##### EXTRAIT #####

Sur un autre front, le 10 septembre 1849, le conseil municipal du comté de Drummond reçoit d'un œil favorable une pétition pour la continuation du chemin de Saint-Hyacinthe. À cette même assemblée, on en profite pour annoncer la nomination des inspecteurs des routes. Les nouveaux responsables sont Francis (François-Hyacinthe) Grandmont, David Corriveau, François Barnabé, François Joyal, Xavier Jetté, François Lafleur, Étienne Leroux, John Leison, Honoré Gagnon père et François Martin dit Barnabé. Les évaluateurs seront Joseph Grandmont père, Joseph Dargis et François Clair-Houle. Et le 15 octobre 1849, c'est la résolution pour ouvrir la route de Saint-Hyacinthe jusqu'au canton d'Upton sur une largeur de 30 pieds (9,14 m.).

Grâce à l'Acte des Chemins et Municipalités, présenté en 1854 et adopté en février 1855, la municipalité du comté de Drummond prend en mains l'entretien de ses routes et taxe à valeur égale les grands spéculateurs terriens de son territoire pour toutes les dépenses de la municipalité. Ceux-ci voyant leur profit rongé par les nouvelles taxes se départissent de leurs terres plus rapidement faisant ainsi le bonheur de plusieurs familles désirant s'établir.

#####

- ÉNONCÉ
Selon l'extrait, quelle largeur la résolution du 15 octobre 1849 fixe-t-elle pour la route de Saint-Hyacinthe jusqu'au canton d'Upton ? Répondez en une phrase, s'il vous plaît.

##### DONNÉES EXTRAITES #####

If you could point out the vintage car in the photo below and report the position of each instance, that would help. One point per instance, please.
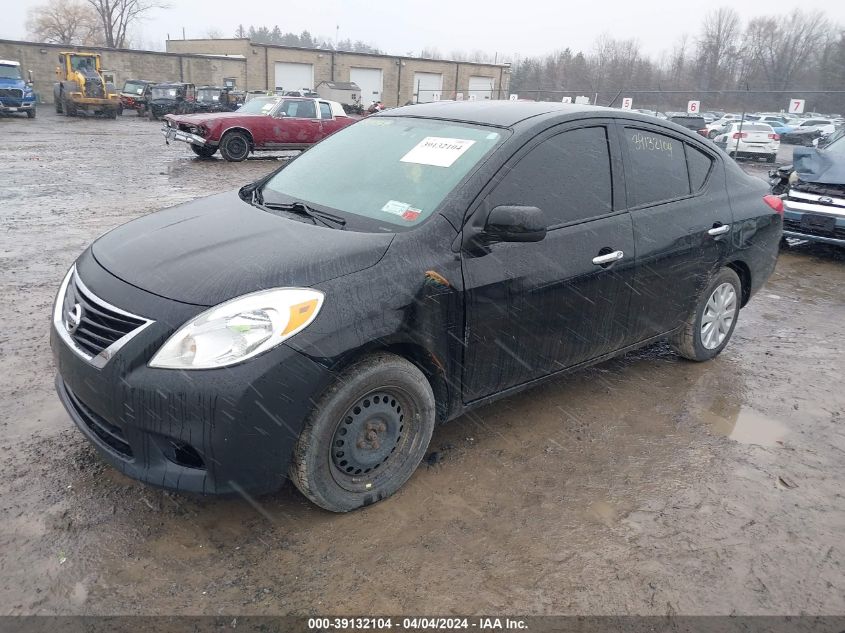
(262, 124)
(216, 99)
(179, 98)
(135, 95)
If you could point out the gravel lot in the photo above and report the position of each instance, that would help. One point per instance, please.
(645, 485)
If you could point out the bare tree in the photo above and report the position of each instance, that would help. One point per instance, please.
(63, 22)
(116, 16)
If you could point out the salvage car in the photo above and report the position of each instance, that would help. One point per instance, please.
(262, 124)
(318, 323)
(749, 140)
(135, 95)
(171, 97)
(813, 189)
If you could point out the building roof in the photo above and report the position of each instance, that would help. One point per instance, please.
(498, 113)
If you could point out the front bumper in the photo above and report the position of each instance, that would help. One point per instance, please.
(175, 134)
(208, 431)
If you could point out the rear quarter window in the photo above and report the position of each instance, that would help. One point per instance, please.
(656, 167)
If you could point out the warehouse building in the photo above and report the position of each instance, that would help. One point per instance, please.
(394, 80)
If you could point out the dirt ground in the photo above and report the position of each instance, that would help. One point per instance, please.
(645, 485)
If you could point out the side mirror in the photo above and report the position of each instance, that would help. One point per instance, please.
(515, 224)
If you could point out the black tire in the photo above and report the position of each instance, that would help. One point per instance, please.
(687, 341)
(203, 152)
(341, 460)
(235, 146)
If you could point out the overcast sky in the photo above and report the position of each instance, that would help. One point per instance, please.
(526, 27)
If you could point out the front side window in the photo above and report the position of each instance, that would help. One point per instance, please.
(656, 169)
(420, 161)
(567, 177)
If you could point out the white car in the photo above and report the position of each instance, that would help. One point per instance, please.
(749, 140)
(825, 126)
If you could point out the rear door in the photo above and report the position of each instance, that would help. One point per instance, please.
(534, 309)
(682, 223)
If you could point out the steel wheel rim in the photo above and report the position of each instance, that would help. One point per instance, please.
(718, 316)
(369, 442)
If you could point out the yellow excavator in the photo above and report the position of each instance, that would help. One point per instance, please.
(81, 88)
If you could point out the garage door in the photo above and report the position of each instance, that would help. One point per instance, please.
(480, 88)
(369, 81)
(292, 76)
(427, 87)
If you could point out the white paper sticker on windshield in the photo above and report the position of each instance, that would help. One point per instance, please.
(437, 151)
(395, 207)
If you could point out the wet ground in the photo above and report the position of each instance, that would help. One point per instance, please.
(645, 485)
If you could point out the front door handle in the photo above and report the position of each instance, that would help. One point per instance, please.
(719, 230)
(614, 256)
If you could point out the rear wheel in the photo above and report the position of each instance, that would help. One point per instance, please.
(710, 325)
(203, 152)
(234, 146)
(366, 435)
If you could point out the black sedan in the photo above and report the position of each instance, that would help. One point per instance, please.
(318, 323)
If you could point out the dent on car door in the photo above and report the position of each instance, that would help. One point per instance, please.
(682, 224)
(536, 308)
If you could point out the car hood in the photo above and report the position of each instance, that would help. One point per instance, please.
(216, 248)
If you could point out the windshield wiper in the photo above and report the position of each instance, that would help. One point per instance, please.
(326, 219)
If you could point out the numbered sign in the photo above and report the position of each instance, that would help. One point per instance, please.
(796, 106)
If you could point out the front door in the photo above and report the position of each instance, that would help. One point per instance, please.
(533, 309)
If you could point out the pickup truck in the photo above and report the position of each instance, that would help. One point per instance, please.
(262, 124)
(16, 95)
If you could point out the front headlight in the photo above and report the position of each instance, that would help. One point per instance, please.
(239, 329)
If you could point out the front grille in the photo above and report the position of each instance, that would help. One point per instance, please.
(100, 325)
(795, 225)
(109, 434)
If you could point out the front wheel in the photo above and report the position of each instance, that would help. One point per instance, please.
(203, 152)
(366, 435)
(234, 146)
(710, 325)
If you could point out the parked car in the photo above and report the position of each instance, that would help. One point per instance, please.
(216, 99)
(16, 93)
(317, 323)
(179, 98)
(694, 123)
(813, 188)
(262, 124)
(749, 140)
(135, 95)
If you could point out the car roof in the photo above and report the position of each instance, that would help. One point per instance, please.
(496, 113)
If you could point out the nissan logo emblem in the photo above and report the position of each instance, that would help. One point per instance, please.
(74, 318)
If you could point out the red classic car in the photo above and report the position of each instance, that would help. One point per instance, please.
(262, 124)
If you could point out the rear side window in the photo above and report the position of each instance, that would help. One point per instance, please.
(567, 176)
(699, 165)
(656, 169)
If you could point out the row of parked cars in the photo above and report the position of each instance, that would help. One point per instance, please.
(153, 99)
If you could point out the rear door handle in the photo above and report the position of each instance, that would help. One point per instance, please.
(601, 260)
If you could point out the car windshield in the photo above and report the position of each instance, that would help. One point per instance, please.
(133, 88)
(259, 105)
(415, 164)
(208, 95)
(10, 72)
(165, 93)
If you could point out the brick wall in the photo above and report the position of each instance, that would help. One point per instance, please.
(42, 59)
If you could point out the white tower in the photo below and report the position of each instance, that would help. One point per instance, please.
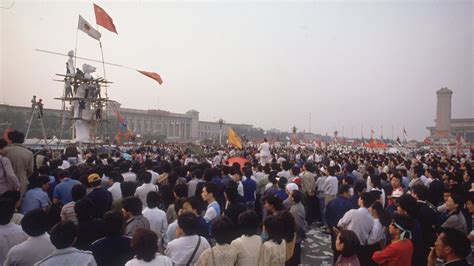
(443, 110)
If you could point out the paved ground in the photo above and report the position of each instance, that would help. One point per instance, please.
(316, 249)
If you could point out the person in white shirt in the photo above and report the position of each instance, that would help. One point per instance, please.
(188, 247)
(144, 243)
(149, 168)
(63, 236)
(115, 180)
(248, 245)
(34, 224)
(127, 175)
(156, 217)
(143, 190)
(376, 238)
(330, 186)
(359, 220)
(264, 149)
(213, 209)
(10, 234)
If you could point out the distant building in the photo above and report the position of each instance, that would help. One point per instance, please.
(447, 128)
(174, 126)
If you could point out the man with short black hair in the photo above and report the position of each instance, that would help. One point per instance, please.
(101, 197)
(21, 158)
(114, 248)
(132, 212)
(36, 197)
(10, 233)
(186, 249)
(62, 191)
(452, 246)
(63, 235)
(35, 224)
(213, 209)
(143, 190)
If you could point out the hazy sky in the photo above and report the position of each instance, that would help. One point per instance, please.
(270, 64)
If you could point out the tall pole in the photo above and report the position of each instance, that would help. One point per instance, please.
(220, 131)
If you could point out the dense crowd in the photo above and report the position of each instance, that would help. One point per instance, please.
(164, 205)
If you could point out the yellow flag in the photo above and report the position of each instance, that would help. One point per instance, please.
(233, 138)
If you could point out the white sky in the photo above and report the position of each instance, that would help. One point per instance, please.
(270, 64)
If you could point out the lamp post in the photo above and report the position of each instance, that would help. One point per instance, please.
(220, 121)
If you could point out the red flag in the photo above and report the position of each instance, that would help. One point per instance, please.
(103, 19)
(152, 75)
(5, 135)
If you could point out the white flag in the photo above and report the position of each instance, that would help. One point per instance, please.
(87, 28)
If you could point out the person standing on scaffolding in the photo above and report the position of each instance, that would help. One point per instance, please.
(40, 108)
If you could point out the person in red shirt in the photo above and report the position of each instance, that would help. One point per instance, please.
(400, 250)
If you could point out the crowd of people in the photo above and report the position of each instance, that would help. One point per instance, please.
(162, 205)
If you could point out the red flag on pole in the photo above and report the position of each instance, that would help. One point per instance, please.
(152, 75)
(103, 19)
(5, 135)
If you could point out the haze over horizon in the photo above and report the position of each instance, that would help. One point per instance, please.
(269, 64)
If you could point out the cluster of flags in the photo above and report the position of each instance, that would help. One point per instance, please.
(233, 138)
(103, 19)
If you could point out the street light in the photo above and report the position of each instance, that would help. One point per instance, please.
(220, 121)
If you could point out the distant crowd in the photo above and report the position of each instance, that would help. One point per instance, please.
(164, 205)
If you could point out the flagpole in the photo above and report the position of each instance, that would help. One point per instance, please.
(75, 49)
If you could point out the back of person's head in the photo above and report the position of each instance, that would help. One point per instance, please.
(3, 143)
(404, 223)
(181, 190)
(145, 177)
(343, 188)
(359, 187)
(132, 205)
(248, 223)
(367, 199)
(232, 194)
(197, 173)
(153, 199)
(408, 203)
(85, 209)
(274, 201)
(14, 195)
(63, 174)
(145, 244)
(188, 223)
(289, 224)
(35, 222)
(16, 136)
(7, 209)
(211, 188)
(459, 200)
(63, 234)
(421, 192)
(376, 181)
(128, 189)
(116, 176)
(457, 241)
(39, 181)
(351, 243)
(282, 182)
(78, 192)
(148, 164)
(274, 228)
(222, 230)
(297, 196)
(113, 223)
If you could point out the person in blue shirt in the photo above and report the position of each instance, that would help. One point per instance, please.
(36, 197)
(62, 192)
(250, 189)
(281, 193)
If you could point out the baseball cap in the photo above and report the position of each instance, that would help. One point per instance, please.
(93, 177)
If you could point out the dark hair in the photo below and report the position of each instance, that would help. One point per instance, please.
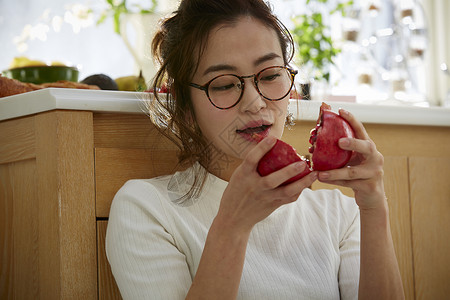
(178, 46)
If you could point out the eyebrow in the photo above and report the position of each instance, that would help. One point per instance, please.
(226, 67)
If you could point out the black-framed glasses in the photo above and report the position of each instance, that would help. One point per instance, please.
(272, 83)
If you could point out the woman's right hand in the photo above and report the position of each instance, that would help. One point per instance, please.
(250, 198)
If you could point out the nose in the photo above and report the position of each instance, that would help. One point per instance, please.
(251, 100)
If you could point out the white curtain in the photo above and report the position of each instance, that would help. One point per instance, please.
(438, 84)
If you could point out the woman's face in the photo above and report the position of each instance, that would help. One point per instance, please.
(242, 48)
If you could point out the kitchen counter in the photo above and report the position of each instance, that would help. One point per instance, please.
(65, 153)
(130, 102)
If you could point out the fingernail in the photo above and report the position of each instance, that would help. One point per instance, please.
(324, 175)
(343, 111)
(270, 140)
(300, 165)
(344, 142)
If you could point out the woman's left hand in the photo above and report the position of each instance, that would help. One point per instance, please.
(364, 172)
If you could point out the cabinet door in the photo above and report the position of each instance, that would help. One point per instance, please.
(430, 216)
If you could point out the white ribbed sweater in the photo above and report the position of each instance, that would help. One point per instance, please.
(308, 249)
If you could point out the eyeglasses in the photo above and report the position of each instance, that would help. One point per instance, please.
(225, 91)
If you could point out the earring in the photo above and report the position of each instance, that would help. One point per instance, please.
(289, 121)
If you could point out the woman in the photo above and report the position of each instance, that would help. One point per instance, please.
(219, 230)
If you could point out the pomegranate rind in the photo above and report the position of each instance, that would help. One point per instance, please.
(325, 150)
(280, 156)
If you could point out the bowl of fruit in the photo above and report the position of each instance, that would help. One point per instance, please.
(38, 72)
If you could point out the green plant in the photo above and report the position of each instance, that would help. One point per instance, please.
(117, 8)
(311, 34)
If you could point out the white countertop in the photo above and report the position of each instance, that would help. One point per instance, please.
(130, 102)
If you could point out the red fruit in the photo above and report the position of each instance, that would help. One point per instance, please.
(326, 153)
(281, 155)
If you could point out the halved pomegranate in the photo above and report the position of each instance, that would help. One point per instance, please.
(325, 151)
(280, 156)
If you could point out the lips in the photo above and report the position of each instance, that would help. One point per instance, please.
(256, 127)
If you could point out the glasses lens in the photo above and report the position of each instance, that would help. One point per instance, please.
(274, 83)
(224, 91)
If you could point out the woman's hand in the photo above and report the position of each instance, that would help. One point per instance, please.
(250, 198)
(364, 172)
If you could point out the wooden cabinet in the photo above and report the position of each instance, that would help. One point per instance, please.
(60, 169)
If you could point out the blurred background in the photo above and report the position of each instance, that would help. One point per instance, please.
(368, 51)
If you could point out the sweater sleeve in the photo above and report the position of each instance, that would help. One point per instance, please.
(349, 248)
(143, 255)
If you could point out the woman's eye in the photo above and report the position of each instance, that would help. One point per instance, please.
(270, 77)
(219, 88)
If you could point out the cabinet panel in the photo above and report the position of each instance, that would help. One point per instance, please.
(430, 211)
(396, 185)
(107, 287)
(113, 167)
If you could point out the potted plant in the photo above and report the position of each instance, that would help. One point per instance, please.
(117, 9)
(315, 49)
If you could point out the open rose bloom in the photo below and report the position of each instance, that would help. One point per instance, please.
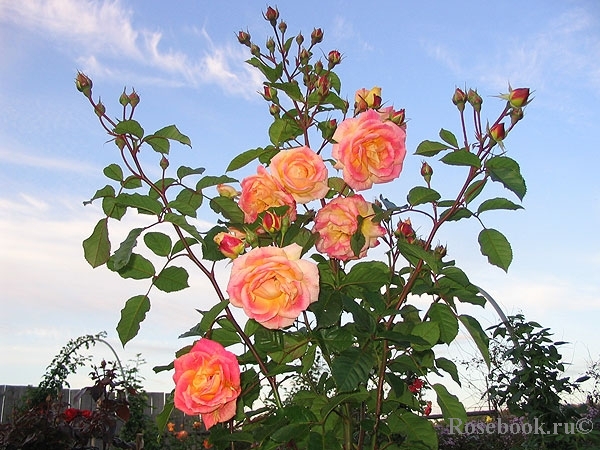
(337, 221)
(207, 382)
(369, 150)
(273, 285)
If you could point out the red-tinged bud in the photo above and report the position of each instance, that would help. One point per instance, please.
(270, 44)
(518, 97)
(516, 114)
(134, 99)
(406, 231)
(459, 99)
(244, 38)
(83, 84)
(474, 99)
(164, 163)
(229, 245)
(426, 172)
(497, 132)
(124, 99)
(120, 141)
(304, 56)
(323, 84)
(271, 222)
(274, 110)
(334, 57)
(319, 67)
(99, 109)
(269, 93)
(225, 190)
(316, 36)
(272, 14)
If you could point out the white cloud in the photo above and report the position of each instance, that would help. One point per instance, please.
(104, 39)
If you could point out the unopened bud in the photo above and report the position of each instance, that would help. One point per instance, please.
(134, 99)
(124, 99)
(229, 245)
(316, 36)
(225, 190)
(272, 14)
(99, 109)
(474, 99)
(516, 114)
(459, 99)
(244, 38)
(334, 57)
(164, 163)
(426, 172)
(271, 222)
(83, 84)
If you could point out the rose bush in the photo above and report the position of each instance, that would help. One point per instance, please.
(320, 315)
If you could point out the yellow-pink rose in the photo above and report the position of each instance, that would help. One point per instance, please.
(301, 172)
(273, 285)
(337, 221)
(261, 192)
(207, 382)
(369, 150)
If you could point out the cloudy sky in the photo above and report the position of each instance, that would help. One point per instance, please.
(188, 68)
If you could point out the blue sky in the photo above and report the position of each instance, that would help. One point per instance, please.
(188, 68)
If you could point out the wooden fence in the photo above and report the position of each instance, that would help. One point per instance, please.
(10, 397)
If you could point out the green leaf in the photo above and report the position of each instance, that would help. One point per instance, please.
(507, 171)
(180, 221)
(96, 248)
(159, 243)
(371, 275)
(184, 171)
(213, 181)
(420, 194)
(244, 158)
(187, 202)
(461, 158)
(114, 172)
(351, 368)
(497, 203)
(441, 314)
(138, 268)
(448, 137)
(172, 133)
(283, 130)
(481, 339)
(132, 314)
(172, 279)
(448, 366)
(228, 208)
(431, 148)
(121, 256)
(129, 127)
(450, 404)
(496, 247)
(139, 201)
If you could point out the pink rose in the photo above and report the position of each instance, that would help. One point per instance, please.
(261, 192)
(369, 150)
(301, 172)
(337, 221)
(273, 285)
(207, 382)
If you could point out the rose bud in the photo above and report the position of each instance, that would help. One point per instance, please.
(229, 245)
(459, 99)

#####

- RÉPONSE
La route doit être ouverte sur une largeur de 30 pieds (9,14 m).